Say whether each statement agrees with the text on pain and its treatment, answering yes or no and quoting the deciding words of the text exactly. 1. Sprains and strains are given as examples of mild to moderate pain. 2. The writer's standing orders in the field were to treat the underlying cause before the pain. 3. Addiction is said to come from proper use of morphine.
BEGIN TEXT SHOWN
Not many people can deal with some pains that are "excruciating", a fractured femur, gall stones, kidney stones, fall into. the "excruciating" category. Other pain can be mild to moderate, sprains, strains, some headaches etc, and can often be treated with mild narcotics or NSAID's like aspirin or ibuprofen. Objectively, the injury or underlying cause of the pain can often be used in deciding the treatment. Subjectively, it is difficult for someone to ascertain just where the pain lies on a pain scale. What may be an "8" to you on a 1-10 pain scale, may be a "3" to me, or even a "0". While each of us are anatomically the same in many areas, we cannot fit everyone into the same category physiologically, things are different for different people.


I agree wholeheartedly with your statement that underlying causes need to be treated. Pain is the body's way of saying, "something is wrong", and the problem needs to be found and dealt with. In the meantime, no one should ever have to be in pain because some doc makes a decision based on outside scrutiny. The training one goes through to diagnose pain levels is actually minimal; experience has taught me to be a little wary, but i can assure you that my standing orders in the field were to treat the pain first, after the "ABC's", unless contraindicated, and you will get to the other problems soon enough, with a patient that is far easier to deal with. No one I ever heard of became addicted to morphine or dilaudid because of a shot or two of the stuff. Addiction comes from long term abuse, not proper use.
END TEXT SHOWN
BEGIN DATASET EXTRACT
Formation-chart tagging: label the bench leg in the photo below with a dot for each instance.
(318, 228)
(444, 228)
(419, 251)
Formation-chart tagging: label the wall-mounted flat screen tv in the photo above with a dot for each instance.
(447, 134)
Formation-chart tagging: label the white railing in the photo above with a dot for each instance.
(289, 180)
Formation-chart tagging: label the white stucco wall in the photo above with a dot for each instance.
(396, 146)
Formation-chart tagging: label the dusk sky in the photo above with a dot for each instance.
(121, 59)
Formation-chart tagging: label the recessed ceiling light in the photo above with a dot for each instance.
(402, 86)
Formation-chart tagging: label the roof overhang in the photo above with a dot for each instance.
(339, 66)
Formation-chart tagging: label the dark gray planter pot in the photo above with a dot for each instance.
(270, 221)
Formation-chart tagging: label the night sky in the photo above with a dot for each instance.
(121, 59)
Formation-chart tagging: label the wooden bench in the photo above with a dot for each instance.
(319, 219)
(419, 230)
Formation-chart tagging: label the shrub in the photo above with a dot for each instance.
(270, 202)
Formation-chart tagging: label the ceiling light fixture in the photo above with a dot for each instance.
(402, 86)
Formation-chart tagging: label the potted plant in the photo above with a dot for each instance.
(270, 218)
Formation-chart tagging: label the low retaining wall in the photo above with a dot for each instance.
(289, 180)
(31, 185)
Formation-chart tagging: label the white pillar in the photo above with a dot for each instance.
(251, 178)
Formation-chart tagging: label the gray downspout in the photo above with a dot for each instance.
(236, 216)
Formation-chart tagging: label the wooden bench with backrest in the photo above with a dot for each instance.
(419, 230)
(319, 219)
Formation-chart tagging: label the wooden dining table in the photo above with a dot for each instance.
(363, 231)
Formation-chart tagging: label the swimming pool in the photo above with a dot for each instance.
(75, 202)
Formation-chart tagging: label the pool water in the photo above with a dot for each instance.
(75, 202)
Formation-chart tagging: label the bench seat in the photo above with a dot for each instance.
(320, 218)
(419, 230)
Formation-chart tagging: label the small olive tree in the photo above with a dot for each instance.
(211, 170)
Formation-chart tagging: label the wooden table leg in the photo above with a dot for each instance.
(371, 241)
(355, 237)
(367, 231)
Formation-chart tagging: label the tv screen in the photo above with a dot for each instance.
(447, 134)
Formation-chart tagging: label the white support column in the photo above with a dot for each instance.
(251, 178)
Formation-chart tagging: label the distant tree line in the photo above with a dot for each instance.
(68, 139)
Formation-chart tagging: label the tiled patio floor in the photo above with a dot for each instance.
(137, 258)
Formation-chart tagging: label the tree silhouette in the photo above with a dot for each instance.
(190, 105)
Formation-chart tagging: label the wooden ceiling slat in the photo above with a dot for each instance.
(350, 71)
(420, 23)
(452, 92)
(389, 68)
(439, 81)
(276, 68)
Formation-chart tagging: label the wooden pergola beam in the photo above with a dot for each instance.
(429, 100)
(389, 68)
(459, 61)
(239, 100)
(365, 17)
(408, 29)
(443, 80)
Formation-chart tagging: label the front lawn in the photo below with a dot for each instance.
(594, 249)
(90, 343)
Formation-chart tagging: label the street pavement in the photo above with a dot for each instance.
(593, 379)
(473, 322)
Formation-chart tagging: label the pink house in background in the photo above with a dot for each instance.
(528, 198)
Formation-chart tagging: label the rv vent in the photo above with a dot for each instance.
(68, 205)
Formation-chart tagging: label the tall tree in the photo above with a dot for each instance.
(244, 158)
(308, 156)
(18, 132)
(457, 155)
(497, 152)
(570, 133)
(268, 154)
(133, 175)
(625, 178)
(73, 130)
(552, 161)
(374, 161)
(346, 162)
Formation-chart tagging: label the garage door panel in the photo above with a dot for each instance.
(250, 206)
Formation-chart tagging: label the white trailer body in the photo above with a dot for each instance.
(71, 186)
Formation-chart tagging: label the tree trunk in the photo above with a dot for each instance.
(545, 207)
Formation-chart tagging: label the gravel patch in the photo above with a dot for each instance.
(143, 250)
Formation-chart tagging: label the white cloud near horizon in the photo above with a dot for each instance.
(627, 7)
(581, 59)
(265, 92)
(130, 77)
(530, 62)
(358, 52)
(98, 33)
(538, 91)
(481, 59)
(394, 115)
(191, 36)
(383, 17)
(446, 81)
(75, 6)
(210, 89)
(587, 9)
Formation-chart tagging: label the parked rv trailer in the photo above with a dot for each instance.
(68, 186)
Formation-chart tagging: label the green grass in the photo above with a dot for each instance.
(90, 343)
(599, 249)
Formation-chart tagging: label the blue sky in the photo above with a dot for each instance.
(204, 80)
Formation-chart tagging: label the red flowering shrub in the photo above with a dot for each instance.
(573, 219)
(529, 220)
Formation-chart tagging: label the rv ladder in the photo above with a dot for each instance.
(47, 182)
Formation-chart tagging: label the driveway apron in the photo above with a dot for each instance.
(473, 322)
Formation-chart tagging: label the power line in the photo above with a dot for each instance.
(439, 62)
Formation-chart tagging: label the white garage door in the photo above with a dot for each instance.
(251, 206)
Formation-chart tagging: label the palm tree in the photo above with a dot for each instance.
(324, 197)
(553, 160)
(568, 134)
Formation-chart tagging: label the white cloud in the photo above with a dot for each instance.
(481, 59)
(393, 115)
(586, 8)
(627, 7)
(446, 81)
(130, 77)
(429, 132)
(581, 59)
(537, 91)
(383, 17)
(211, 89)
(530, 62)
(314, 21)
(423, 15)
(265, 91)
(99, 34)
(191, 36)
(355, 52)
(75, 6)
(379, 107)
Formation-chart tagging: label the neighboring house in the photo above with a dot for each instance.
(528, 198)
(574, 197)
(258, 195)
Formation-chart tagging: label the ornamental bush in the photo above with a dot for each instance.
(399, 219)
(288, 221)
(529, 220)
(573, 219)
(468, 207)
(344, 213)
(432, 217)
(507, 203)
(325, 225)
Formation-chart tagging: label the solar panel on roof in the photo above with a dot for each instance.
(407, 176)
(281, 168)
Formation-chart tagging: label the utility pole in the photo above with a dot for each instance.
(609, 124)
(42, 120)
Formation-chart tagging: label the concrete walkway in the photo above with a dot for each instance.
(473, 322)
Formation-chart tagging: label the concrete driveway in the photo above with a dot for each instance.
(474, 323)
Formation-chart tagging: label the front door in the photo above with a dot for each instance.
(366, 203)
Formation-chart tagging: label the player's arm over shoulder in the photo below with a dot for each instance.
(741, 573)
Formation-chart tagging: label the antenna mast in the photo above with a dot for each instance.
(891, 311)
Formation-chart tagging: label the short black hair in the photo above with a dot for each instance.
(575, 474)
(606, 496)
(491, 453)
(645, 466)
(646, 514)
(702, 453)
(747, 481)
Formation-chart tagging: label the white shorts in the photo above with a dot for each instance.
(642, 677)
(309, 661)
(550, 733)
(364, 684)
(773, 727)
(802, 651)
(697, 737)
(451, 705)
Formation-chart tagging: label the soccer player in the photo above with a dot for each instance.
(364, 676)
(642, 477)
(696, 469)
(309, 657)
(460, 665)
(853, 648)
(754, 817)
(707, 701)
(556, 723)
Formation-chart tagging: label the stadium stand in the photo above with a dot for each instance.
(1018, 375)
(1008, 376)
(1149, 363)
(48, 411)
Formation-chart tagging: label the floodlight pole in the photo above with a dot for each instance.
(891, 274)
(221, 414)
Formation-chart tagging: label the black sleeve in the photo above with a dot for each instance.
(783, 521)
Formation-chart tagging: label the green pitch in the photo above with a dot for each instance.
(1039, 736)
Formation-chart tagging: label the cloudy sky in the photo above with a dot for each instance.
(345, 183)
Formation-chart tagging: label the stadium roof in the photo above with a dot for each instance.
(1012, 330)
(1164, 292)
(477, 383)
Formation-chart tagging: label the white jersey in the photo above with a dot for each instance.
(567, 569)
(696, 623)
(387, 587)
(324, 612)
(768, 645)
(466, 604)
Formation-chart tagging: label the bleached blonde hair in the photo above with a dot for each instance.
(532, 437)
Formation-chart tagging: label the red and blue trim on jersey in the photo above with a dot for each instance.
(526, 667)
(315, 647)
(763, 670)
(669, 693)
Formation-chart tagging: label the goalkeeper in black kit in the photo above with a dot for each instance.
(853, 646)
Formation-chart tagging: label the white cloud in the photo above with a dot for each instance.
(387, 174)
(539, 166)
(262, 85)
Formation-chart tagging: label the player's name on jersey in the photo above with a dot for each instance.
END DATASET EXTRACT
> _ANSWER TO THE EXERCISE_
1. Yes: "Other pain can be mild to moderate, sprains, strains, some headaches etc"
2. No: "my standing orders in the field were to treat the pain first, after the "ABC's""
3. No: "Addiction comes from long term abuse, not proper use."